Live album by Depeche Mode
- Released: 13 March 1989
- Recorded: 18 June 1988
- Venue: Rose Bowl (Pasadena, California)
- Length: 95:45
- Label: Mute
- Producer: Depeche Mode

Depeche Mode chronology
| Music for the Masses (1987) | 101 (1989) | Violator (1990) |

Singles from 101
- "Everything Counts" Released: 13 February 1989;

= 101 (album and film) =

1989 live album and documentary film by Depeche Mode

101 is a live album and documentary film by the English electronic music band Depeche Mode, released on 13 March 1989 by Mute Records. It chronicles the final leg of the band's tour in support of their album Music for the Masses (1987) and the final show on 18 June 1988 at the Rose Bowl in Pasadena, California.

The show was the 101st and final performance of the tour and coincidentally also the number of a famous highway in the area. The film was directed and produced by D. A. Pennebaker.

Professional ratings
Review scores
| Source | Rating |
| AllMusic | Star |
| CD Review | 5/10 & 6/10 |
| The Encyclopedia of Popular Music | Star |
| Rolling Stone | Star |
| The Rolling Stone Album Guide | Star Half star |

==Background==

Depeche Mode had released their previous album, Music for the Masses in September 1987 and had followed up with the successful Music for the Masses Tour, which ran through June 1988. The tour had a US leg in December 1987, and when a second US leg was scheduled between April and June 1988, the band decided to document the leg and cap off the tour with a special show. Singer Dave Gahan told press in interviews that the band wanted a video that reflected the highs and lows of spending 10 months on the road for a tour. Said Gahan, "We didn't want to make a run-of-the-mill 'band on stage' type of film that's been done [by others] so many times. ... We wanted to make an honest film about what it's really like," and show the backstage disagreements, discussions, and the fans.

==Venue==
The band wanted to finish their successful tour with a large, final show. Their initial idea was to do a free concert somewhere, but that idea was quickly abandoned. When the Rose Bowl was suggested, it was met with scepticism by the band's US label Sire Records, who were concerned that, because the venue was so large, it wouldn't sell out, and if it didn't sell out, it would suggest that the band's growing success was fraudulent. In addition, the label was concerned because they thought that the venue hadn't been used to host a concert since the 1970's, although it had in fact been host to a musical event just six years earlier, when a concert was held there with performers including Stevie Wonder, Aretha Franklin, Quincy Jones and Luther Vandross.

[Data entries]
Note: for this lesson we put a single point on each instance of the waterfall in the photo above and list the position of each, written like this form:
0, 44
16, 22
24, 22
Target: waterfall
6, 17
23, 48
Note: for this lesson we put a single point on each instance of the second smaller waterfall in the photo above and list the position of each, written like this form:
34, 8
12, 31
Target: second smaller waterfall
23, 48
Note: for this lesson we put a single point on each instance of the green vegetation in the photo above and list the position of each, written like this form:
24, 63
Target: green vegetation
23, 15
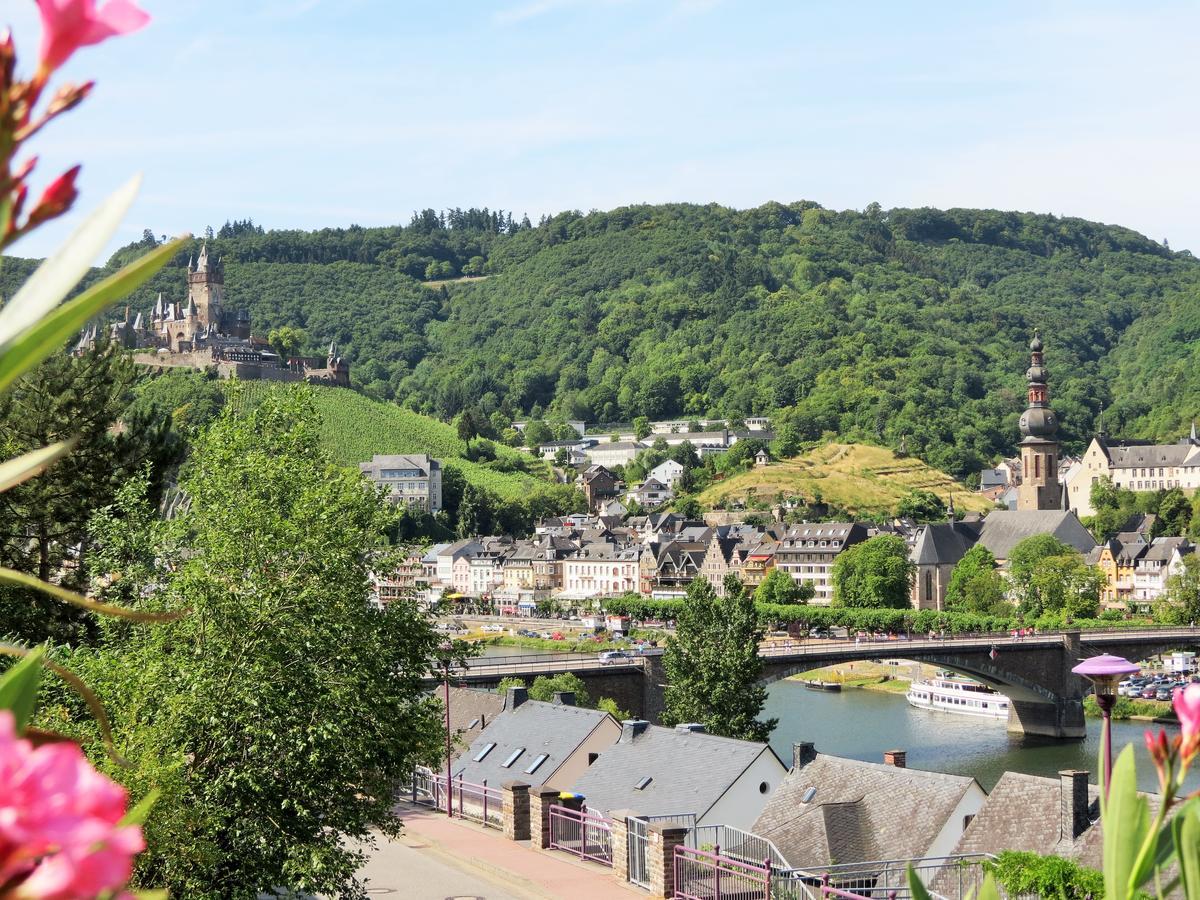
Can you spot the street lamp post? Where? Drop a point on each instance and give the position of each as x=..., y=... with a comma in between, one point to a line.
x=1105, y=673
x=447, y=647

> [Exercise requirements]
1 > According to the 101 article, who directed and produced the film?
2 > Reproduce a passage from the 101 article, beginning at the words "Singles from 101" and stopping after the words "D. A. Pennebaker.".
Rely only on the 101 article and not on the data entries.

> [Solutions in order]
1 > D. A. Pennebaker directed and produced the film.

2 >
Singles from 101
- "Everything Counts" Released: 13 February 1989;

= 101 (album and film) =

1989 live album and documentary film by Depeche Mode

101 is a live album and documentary film by the English electronic music band Depeche Mode, released on 13 March 1989 by Mute Records. It chronicles the final leg of the band's tour in support of their album Music for the Masses (1987) and the final show on 18 June 1988 at the Rose Bowl in Pasadena, California.

The show was the 101st and final performance of the tour and coincidentally also the number of a famous highway in the area. The film was directed and produced by D. A. Pennebaker.